[Dataset entries]

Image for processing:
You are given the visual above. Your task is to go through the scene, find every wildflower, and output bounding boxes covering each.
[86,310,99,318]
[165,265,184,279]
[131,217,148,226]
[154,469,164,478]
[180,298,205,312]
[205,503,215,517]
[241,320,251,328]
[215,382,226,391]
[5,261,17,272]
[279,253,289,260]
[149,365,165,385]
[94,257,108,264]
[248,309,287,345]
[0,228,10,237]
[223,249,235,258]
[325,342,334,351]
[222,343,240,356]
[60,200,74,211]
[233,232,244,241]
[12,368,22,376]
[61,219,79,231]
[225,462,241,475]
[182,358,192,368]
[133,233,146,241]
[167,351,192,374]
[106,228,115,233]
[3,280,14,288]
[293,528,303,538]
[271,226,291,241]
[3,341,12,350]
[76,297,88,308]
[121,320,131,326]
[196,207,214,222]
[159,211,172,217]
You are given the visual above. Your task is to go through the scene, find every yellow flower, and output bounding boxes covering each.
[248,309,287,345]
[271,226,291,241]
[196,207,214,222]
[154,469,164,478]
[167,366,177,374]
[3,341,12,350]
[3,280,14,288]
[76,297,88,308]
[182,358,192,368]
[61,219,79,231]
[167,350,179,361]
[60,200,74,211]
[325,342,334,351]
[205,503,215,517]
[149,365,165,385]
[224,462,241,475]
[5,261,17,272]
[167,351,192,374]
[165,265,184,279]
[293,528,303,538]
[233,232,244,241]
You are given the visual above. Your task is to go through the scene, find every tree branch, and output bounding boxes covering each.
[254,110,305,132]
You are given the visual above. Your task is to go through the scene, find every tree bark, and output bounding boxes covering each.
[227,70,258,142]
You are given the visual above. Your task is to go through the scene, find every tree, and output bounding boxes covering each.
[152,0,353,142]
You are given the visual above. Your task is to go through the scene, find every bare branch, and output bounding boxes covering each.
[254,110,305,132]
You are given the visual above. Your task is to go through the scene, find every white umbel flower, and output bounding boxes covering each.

__What to do__: Write out exactly the lines that begin at the one containing "tree, and output bounding boxes covering each." and continue through the last line of the data, and only those.

__Answer space__:
You are given the visual above. Your task is to go through the scene, find every tree, and output bounding boxes covering each.
[152,0,353,142]
You are given the visual above. Your task is to go through the scene, find every bare branch, and output bounding boxes covering each.
[254,110,305,132]
You are given the visual above. Your task is to go through the scene, find every white umbel flower, and output bounding boxes covering each.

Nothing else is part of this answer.